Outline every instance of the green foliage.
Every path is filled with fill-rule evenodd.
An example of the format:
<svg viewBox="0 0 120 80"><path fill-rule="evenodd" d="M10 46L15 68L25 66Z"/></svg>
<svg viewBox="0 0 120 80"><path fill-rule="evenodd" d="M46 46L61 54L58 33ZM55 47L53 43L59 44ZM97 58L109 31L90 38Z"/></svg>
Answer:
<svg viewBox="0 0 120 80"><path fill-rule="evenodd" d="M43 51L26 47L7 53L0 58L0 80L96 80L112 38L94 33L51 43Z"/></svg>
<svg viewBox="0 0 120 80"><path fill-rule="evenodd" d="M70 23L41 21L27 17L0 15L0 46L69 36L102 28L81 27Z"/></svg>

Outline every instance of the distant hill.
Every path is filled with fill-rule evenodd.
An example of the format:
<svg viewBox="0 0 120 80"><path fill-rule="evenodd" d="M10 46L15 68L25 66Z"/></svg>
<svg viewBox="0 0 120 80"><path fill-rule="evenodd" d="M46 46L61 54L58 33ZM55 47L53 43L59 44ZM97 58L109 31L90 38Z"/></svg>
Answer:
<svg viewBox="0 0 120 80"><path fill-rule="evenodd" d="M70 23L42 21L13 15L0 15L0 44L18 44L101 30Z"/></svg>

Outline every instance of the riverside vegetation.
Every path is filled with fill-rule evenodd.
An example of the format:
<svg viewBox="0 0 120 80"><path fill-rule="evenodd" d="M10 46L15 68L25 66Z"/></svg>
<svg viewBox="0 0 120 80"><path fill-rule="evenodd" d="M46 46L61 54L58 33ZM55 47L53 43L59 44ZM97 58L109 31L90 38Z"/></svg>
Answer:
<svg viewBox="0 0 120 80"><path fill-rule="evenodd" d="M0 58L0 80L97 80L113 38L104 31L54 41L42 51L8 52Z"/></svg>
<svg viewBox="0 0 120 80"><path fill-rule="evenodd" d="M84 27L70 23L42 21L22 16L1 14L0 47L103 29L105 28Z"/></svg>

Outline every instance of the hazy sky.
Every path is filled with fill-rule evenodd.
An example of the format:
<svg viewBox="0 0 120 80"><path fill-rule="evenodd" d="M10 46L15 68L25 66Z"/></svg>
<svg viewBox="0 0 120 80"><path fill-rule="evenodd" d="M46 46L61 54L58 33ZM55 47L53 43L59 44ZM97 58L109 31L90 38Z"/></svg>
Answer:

- - - - - - -

*Task prompt:*
Could you copy out all of the rows above, character for character?

*Exercise response:*
Outline every instance of the green foliage.
Every path is filled with fill-rule evenodd.
An example of the format:
<svg viewBox="0 0 120 80"><path fill-rule="evenodd" d="M10 46L15 68L25 66Z"/></svg>
<svg viewBox="0 0 120 80"><path fill-rule="evenodd" d="M46 46L61 54L58 33ZM55 47L53 43L59 44ZM97 58L109 31L90 38Z"/></svg>
Answer:
<svg viewBox="0 0 120 80"><path fill-rule="evenodd" d="M43 51L26 47L7 53L0 58L0 80L96 80L112 38L94 33L51 43Z"/></svg>
<svg viewBox="0 0 120 80"><path fill-rule="evenodd" d="M70 23L41 21L27 17L0 15L0 46L69 36L102 28L81 27Z"/></svg>

Outline every instance of the distant hill.
Every path is filled with fill-rule evenodd.
An example of the format:
<svg viewBox="0 0 120 80"><path fill-rule="evenodd" d="M10 46L15 68L25 66Z"/></svg>
<svg viewBox="0 0 120 80"><path fill-rule="evenodd" d="M46 46L61 54L58 33ZM55 47L53 43L59 44ZM97 58L109 31L90 38Z"/></svg>
Answer:
<svg viewBox="0 0 120 80"><path fill-rule="evenodd" d="M70 23L42 21L13 15L0 15L0 44L18 44L101 30Z"/></svg>

Outline every instance of the riverside vegetation.
Every path is filled with fill-rule evenodd.
An example of the format:
<svg viewBox="0 0 120 80"><path fill-rule="evenodd" d="M10 46L15 68L25 66Z"/></svg>
<svg viewBox="0 0 120 80"><path fill-rule="evenodd" d="M46 46L61 54L58 33ZM55 47L53 43L59 44ZM97 58L109 31L90 38Z"/></svg>
Answer:
<svg viewBox="0 0 120 80"><path fill-rule="evenodd" d="M0 58L0 80L97 80L113 38L104 31L54 41L42 51L8 52Z"/></svg>
<svg viewBox="0 0 120 80"><path fill-rule="evenodd" d="M84 27L70 23L42 21L22 16L1 14L0 47L103 29L105 28Z"/></svg>

Outline every instance of the hazy sky.
Every path is filled with fill-rule evenodd.
An example of the format:
<svg viewBox="0 0 120 80"><path fill-rule="evenodd" d="M10 46L15 68L25 66Z"/></svg>
<svg viewBox="0 0 120 80"><path fill-rule="evenodd" d="M46 46L61 54L58 33ZM55 47L53 43L59 44ZM97 58L109 31L90 38Z"/></svg>
Answer:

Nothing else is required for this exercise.